BACAAN YANG DISEDIAKAN:
· · · · · · ·
Wallace (1966) mendefinisikan agama sebagai a set of rituals, rationalized by myth, which mobilizes supernatural power for the purpose of achieving or preventing transformations of state of people and nature. Agama merupakan suatu perangkat ritual, dirasionalkan oleh mitos-mitos untuk menggerakkan kekuatan supranatural dengan tujuan memperoleh atau mencegah dan mengubah keadaan manusia dan alam (Alfisyah, 2009).
Kemudian menurut Brooks (2013) agama merupakan kepercayaan atas ritual yang tercipta karena keberadaan manusia yang tidak berdaya. Jadi dapat diambil kesimpulan bahwa agama merupakan ritual yang dilakukan atas dasar kepercayaan kepada mahkluk atau kekuatan adikodrati.
· · · · · · ·
INSTRUKSI YANG DIBERIKAN A: Dalam bacaan tentang definisi agama, apa yang menurut Brooks (2013) menyebabkan terciptanya kepercayaan atas ritual?
· · · · · · ·
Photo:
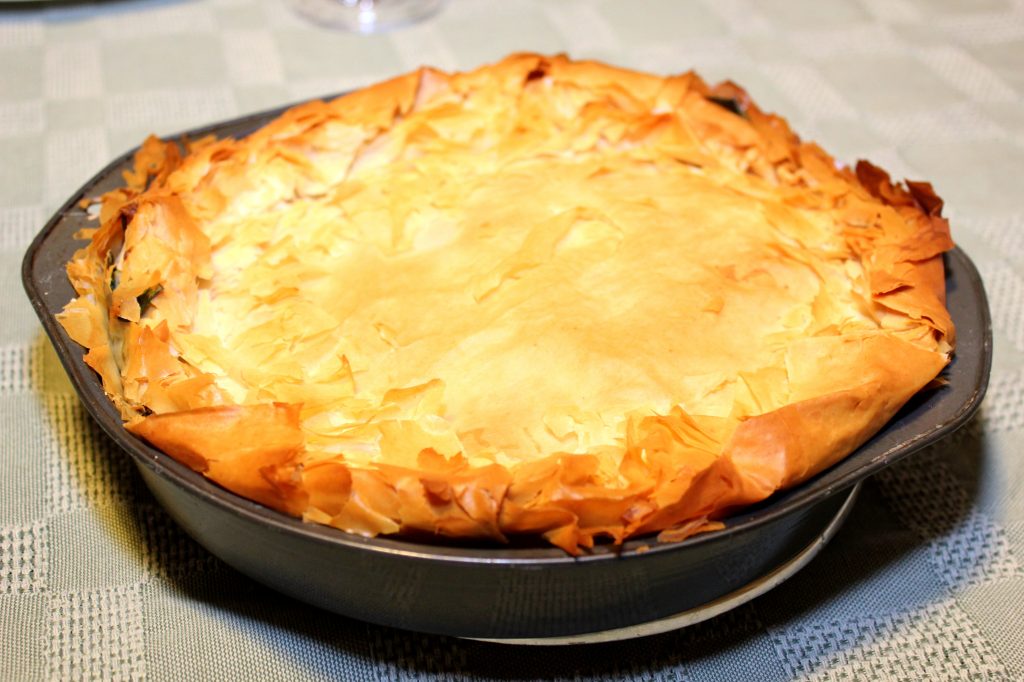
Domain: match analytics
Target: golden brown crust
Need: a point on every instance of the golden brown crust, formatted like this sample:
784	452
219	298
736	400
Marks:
543	297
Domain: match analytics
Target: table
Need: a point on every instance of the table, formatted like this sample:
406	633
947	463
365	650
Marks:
926	581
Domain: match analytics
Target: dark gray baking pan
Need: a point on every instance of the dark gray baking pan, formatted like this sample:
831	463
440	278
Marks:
528	594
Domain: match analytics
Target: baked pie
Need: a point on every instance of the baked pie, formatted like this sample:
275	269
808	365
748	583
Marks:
545	298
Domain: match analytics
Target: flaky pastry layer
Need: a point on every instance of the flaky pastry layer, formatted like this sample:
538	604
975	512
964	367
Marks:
544	297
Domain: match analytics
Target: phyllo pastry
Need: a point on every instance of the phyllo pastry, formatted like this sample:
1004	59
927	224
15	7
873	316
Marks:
545	298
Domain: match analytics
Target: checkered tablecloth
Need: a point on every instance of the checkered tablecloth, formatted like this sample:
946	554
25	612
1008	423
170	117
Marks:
926	581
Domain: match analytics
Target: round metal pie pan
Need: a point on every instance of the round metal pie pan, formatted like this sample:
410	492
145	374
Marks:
527	594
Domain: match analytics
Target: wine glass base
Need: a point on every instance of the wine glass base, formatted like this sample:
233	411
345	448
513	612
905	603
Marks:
367	15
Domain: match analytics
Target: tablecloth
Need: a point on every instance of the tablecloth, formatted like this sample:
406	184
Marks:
924	582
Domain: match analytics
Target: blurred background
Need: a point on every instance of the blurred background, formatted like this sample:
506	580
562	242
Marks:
925	581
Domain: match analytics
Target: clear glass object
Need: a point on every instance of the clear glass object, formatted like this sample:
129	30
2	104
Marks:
367	15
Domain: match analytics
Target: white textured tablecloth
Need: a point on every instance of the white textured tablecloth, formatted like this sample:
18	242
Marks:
924	582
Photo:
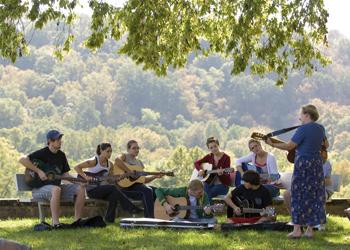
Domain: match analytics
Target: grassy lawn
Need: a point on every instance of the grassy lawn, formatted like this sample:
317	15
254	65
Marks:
337	236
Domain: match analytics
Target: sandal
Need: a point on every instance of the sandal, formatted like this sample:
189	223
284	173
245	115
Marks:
293	236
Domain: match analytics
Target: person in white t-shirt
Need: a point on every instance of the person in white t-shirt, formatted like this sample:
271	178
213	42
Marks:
262	162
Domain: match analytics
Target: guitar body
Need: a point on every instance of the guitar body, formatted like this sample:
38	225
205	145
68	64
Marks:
207	177
33	180
160	212
129	181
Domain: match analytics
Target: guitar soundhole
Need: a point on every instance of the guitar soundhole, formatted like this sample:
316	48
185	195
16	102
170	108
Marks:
50	176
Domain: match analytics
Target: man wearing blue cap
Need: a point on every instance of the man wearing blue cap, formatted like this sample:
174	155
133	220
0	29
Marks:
53	156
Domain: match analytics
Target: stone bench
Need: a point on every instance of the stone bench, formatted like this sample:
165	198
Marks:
95	206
· · · · · · ·
INSTRUKSI YANG DIBERIKAN B: Pilih semua baris dalam entri di atas yang memuat kata "flaky".

JAWABAN YANG BENAR A: Keberadaan manusia yang tidak berdaya.

JAWABAN YANG BENAR B:
Target: flaky pastry layer
Need: a point on every instance of the flaky pastry layer, formatted like this sample:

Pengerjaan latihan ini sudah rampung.